◆ **Work task**
Print out all of the data below, keeping it identical to the original.

◆ **Data extracts**

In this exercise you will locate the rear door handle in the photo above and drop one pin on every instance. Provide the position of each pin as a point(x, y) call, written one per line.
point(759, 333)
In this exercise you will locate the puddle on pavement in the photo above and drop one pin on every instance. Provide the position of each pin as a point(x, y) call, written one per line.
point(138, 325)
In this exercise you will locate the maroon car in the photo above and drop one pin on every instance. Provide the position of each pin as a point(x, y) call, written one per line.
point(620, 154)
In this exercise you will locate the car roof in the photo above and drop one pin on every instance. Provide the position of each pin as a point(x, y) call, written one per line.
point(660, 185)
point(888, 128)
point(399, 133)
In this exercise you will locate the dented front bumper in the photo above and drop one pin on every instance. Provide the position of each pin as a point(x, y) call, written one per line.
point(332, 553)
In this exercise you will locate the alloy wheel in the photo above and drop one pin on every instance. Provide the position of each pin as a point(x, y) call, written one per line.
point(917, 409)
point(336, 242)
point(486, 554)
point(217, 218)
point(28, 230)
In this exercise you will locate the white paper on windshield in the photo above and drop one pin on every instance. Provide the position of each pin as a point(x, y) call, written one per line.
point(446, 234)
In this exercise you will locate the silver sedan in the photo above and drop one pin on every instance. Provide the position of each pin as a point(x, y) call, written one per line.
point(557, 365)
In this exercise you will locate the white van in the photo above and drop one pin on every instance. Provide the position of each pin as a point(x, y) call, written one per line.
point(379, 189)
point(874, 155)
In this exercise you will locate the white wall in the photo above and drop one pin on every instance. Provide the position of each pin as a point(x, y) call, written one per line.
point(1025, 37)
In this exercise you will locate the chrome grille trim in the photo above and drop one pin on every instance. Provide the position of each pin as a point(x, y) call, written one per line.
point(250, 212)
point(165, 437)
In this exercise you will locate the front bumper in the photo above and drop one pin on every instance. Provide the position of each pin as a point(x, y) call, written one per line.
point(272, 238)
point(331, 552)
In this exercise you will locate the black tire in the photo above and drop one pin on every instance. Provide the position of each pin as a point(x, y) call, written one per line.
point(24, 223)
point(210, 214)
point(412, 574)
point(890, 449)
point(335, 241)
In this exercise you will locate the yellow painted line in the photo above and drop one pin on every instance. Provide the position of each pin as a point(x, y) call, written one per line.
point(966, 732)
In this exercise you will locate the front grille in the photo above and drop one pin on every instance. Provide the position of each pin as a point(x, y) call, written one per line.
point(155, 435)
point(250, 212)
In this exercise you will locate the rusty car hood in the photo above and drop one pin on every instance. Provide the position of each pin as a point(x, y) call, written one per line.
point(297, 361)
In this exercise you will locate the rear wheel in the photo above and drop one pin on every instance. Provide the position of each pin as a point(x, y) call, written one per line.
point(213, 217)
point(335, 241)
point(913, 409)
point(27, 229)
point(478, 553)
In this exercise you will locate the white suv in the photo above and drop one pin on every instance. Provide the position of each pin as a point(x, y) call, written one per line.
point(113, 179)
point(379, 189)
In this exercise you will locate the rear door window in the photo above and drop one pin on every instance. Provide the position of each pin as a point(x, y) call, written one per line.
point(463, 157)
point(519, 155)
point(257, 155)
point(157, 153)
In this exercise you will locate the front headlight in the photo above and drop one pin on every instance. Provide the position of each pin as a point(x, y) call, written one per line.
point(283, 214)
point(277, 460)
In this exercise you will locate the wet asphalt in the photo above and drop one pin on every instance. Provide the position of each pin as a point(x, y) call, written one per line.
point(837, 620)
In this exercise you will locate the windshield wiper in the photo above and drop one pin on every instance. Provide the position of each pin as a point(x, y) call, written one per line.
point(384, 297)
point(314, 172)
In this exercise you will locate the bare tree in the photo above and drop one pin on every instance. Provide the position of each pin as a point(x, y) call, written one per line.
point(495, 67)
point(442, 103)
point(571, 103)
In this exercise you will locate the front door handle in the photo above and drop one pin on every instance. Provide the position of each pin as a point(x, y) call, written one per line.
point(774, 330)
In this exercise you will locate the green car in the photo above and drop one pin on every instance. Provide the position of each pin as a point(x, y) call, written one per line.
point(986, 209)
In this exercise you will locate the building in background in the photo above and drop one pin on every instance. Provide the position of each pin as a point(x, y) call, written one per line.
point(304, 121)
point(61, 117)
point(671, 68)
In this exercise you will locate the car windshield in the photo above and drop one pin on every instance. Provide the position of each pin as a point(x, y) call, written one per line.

◆ **Response area**
In this exercise you will locate the rear door handle in the photo above and drop one pin on every instance. Provide the position of each pin as a point(x, y) call, written one per line.
point(759, 333)
In this exercise you will locate the puddle on pavement in the photo above and drop one pin on every instance. Provide the position of each pin as a point(x, y) call, written one per line.
point(138, 325)
In this exercise you will locate the maroon car in the photo above and drop one pin on every instance. Provide the position of each pin as a point(x, y) call, written one per line.
point(620, 154)
In this exercise you will locate the car roof in the photo above and drop one pin on every instance. Provide the position of each pin as a point(x, y) call, written one per line.
point(660, 185)
point(888, 128)
point(399, 133)
In this exercise you will locate the dented front bumper in the photo above and drop one pin on every instance. Provide the position of each pin as a point(x, y) call, written one per line.
point(332, 553)
In this exercise you will locate the alloy wheel in the photo above and drop one pin on every instance. Provide the position of each pin as a point(x, y) call, written one per line.
point(917, 409)
point(336, 242)
point(486, 554)
point(217, 218)
point(28, 230)
In this exercise you will locate the white paper on windshield in the photo above and drop one pin on every instance. Provide the position of each pin as a point(x, y) call, written one per line.
point(446, 234)
In this exercise you will locate the silver sedan in the photo above and drop one pin on every instance. Provide the position of each pin as a point(x, y) call, written one per line.
point(557, 365)
In this exercise you will locate the white van in the photo above and drop one pin on every instance. Provide the position of each pin as a point(x, y) call, written one per line.
point(379, 189)
point(874, 155)
In this exercise you will locate the white wall in the photo above and drop one pin on every instance. Provide the position of each pin as a point(x, y) call, written one per line.
point(1025, 37)
In this exercise you will locate the chrome grille trim in the photo above and drop one pin on every instance. Provide the position of each pin as a point(x, y) call, written one per line.
point(250, 212)
point(165, 437)
In this exercise you will locate the front bumper in the photo above and drop one pin on every instance. Provide the position of each pin as a point(x, y) call, written one per line.
point(272, 238)
point(331, 552)
In this exercise you will locate the black tire in the photo above and drop one pin on every instance. Provide the position of each pin as a point(x, y) call, written one per line.
point(24, 223)
point(210, 214)
point(412, 574)
point(890, 449)
point(335, 241)
In this exercise you will locate the yellow painted line in the photo above and drop one pin on every instance. Provide the position of each pin as a point(x, y) call, written one per line.
point(966, 732)
In this exercise you will locate the front grille in the photo above and drop one pin on every instance. Provide the position of each pin as a point(x, y) call, written one per line.
point(155, 435)
point(250, 212)
In this exercise you will locate the rusty car hood in the photo above and drop one pin on every instance. Provide the position of each pin as a point(x, y) call, written one per line.
point(297, 361)
In this exercise you will locate the rear wheel in the photo above and drop one pin on every instance. Provide the position of each pin as a point(x, y) call, written one per line.
point(213, 217)
point(335, 241)
point(913, 409)
point(27, 229)
point(478, 553)
In this exercise you will locate the white suv in the photo above and drop one pin on every instance. Provide the position of each pin as a point(x, y) call, written one per line.
point(113, 179)
point(379, 189)
In this exercise you will locate the rear door window in the photo above and drop one pin on every instance. Provide the position of each pin as a point(x, y) call, written one per line.
point(463, 157)
point(519, 155)
point(257, 155)
point(157, 153)
In this exercise you will locate the front headlight in the photo above and drop one pin on every instance. Provide the position of each pin as a point(x, y) call, written one per line.
point(283, 214)
point(277, 460)
In this exercise you will locate the wet asphalt in the photo above and drop one pin on every instance. Provide the position of each pin as a point(x, y) call, written one per line.
point(837, 620)
In this exercise you will locate the windshield wiper in the photo above and drop one pin on every instance. Provide the position of each pin as a point(x, y) call, written one per line.
point(384, 297)
point(314, 172)
In this exercise you will locate the bare tree in the photo above and drop one pin on every instance. Provide the position of each pin as a point(x, y) call, written one per line.
point(495, 67)
point(442, 103)
point(571, 103)
In this exercise you will locate the front door handle in the photo above and drop one pin on every instance. Provide the position of each pin as a point(x, y) call, written one per line.
point(774, 330)
In this exercise you will locate the green car in the photo above and drop one pin on every instance. Provide the position of each pin as a point(x, y) call, written one per line.
point(986, 209)
In this exercise you will locate the building in background in the photo above and drop one pin on every instance. Provide the position of each pin as a point(x, y) call, written one per line.
point(304, 121)
point(61, 117)
point(671, 68)
In this exercise you will locate the car windshield in the photo above and drop one pin on every instance. Provide the position of each pin as a point(x, y) call, written one per line.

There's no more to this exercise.